(Excerpts from a dataset)
§ §

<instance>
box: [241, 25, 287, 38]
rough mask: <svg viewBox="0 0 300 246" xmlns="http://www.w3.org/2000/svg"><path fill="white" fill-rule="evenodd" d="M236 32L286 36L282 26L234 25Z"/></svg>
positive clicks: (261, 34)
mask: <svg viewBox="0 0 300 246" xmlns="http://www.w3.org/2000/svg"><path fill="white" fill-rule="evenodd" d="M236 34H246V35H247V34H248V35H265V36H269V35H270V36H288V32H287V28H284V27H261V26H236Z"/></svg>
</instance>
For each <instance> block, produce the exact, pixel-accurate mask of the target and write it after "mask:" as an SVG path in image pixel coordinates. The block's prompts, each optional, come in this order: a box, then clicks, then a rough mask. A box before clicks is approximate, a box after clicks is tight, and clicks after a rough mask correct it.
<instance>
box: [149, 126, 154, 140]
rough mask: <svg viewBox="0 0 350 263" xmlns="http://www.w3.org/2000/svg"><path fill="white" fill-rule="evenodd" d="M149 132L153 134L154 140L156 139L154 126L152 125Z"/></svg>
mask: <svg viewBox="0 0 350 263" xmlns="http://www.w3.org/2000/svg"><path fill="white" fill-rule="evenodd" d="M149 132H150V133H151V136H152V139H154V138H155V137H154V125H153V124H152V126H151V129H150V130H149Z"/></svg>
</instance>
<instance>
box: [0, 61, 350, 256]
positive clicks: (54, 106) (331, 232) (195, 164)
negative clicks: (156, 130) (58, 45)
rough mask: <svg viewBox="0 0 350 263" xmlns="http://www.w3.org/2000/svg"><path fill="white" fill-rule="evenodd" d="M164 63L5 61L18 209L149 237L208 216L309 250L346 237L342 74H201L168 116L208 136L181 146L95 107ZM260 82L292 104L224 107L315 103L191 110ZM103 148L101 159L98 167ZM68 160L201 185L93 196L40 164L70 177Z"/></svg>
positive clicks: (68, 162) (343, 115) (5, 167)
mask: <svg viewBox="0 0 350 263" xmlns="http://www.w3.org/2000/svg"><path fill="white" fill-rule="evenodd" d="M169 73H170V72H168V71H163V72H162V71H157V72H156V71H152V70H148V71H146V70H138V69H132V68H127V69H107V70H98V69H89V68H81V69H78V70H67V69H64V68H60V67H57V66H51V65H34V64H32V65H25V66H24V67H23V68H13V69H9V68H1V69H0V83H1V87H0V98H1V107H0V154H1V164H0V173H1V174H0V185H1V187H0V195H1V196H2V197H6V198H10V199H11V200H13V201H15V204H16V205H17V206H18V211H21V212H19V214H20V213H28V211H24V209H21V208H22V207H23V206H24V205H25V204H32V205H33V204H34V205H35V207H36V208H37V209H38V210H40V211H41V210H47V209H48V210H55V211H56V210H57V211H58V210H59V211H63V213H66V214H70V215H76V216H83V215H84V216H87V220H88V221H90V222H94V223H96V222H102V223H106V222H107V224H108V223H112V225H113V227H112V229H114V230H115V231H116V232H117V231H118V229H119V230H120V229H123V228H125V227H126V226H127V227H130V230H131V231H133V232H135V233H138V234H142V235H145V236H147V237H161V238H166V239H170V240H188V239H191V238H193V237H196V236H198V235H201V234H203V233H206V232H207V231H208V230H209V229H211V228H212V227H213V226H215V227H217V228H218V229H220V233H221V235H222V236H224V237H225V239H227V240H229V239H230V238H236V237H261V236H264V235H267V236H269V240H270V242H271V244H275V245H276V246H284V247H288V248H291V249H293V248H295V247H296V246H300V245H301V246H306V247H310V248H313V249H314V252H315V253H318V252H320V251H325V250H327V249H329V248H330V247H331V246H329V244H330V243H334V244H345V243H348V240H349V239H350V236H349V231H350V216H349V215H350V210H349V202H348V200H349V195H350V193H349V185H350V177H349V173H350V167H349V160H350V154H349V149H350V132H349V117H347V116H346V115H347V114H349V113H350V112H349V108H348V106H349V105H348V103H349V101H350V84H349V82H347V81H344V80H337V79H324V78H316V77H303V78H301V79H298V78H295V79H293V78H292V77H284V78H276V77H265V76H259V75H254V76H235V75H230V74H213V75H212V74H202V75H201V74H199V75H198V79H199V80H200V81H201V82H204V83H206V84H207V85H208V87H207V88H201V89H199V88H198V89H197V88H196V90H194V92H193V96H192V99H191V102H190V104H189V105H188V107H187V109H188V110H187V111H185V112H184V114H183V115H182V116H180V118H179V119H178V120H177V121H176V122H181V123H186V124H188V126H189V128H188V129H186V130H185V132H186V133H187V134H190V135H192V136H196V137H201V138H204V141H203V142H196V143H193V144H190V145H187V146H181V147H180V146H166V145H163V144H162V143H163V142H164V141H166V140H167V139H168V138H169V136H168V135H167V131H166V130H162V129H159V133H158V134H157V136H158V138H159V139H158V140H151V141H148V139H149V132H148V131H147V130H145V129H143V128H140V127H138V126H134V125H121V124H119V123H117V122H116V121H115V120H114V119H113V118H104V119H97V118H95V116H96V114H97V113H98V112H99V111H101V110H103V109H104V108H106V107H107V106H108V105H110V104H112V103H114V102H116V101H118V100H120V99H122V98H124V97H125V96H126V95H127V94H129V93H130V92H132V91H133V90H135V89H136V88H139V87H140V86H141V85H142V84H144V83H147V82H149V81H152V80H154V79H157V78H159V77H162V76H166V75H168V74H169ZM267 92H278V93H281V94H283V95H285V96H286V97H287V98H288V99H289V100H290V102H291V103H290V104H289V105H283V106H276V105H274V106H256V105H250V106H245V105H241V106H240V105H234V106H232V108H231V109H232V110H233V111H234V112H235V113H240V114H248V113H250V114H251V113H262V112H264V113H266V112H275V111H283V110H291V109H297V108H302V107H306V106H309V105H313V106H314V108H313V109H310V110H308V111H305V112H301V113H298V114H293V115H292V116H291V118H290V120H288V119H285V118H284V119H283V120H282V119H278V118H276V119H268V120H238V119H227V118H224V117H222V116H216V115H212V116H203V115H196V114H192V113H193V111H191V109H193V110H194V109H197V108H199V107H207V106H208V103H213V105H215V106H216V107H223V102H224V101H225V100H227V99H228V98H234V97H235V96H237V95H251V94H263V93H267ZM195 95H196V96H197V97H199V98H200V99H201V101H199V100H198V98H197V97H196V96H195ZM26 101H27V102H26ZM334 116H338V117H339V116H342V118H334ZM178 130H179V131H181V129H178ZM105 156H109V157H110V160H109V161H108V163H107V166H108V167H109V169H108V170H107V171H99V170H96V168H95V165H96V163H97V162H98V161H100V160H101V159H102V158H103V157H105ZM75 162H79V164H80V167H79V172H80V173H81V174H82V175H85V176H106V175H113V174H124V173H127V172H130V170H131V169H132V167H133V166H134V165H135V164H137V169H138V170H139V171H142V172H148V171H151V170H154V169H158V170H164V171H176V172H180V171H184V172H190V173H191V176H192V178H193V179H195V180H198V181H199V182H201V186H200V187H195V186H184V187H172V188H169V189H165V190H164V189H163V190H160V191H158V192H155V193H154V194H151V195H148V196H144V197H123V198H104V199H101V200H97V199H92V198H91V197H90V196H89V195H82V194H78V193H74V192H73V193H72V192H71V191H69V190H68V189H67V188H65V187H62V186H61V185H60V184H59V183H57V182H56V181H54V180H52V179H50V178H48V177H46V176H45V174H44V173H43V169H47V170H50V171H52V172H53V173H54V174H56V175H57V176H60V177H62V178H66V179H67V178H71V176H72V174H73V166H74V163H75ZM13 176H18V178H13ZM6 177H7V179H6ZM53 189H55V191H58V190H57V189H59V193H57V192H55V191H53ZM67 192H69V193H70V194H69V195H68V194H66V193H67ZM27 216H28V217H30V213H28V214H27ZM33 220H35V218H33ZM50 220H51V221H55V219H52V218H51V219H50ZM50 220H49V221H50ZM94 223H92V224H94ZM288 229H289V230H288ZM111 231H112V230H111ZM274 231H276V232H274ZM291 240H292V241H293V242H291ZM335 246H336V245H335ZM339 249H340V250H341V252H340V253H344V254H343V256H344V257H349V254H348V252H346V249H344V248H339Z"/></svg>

§ §

- **Task prompt**:
Retype exactly the lines of the data above that fall between the line with "box: [241, 25, 287, 38]" and the line with "negative clicks: (156, 130) (58, 45)", inclusive, and add nothing.

- **Solution below**:
box: [241, 25, 287, 38]
rough mask: <svg viewBox="0 0 300 246" xmlns="http://www.w3.org/2000/svg"><path fill="white" fill-rule="evenodd" d="M236 32L286 36L282 26L234 25Z"/></svg>
positive clicks: (261, 34)
mask: <svg viewBox="0 0 300 246" xmlns="http://www.w3.org/2000/svg"><path fill="white" fill-rule="evenodd" d="M236 34H246V35H247V34H248V35H265V36H269V35H270V36H288V32H287V28H284V27H261V26H236Z"/></svg>
</instance>
For each <instance> block, produce the exact, pixel-accurate mask of the target and write it after "mask:" as an SVG path in image pixel coordinates. The block's prompts, each optional, come in this order: a box, then clicks, then a rough mask. A box before clicks is approximate, a box after clicks is tight, and clicks after a rough mask correct it.
<instance>
box: [149, 126, 154, 140]
rough mask: <svg viewBox="0 0 350 263" xmlns="http://www.w3.org/2000/svg"><path fill="white" fill-rule="evenodd" d="M149 132L153 134L154 140L156 139L154 126L152 125Z"/></svg>
mask: <svg viewBox="0 0 350 263" xmlns="http://www.w3.org/2000/svg"><path fill="white" fill-rule="evenodd" d="M149 132H150V133H151V136H152V139H154V138H155V137H154V125H153V124H152V126H151V129H150V130H149Z"/></svg>
</instance>
<instance>
box: [0, 61, 350, 256]
positive clicks: (54, 106) (331, 232) (195, 164)
negative clicks: (156, 130) (58, 45)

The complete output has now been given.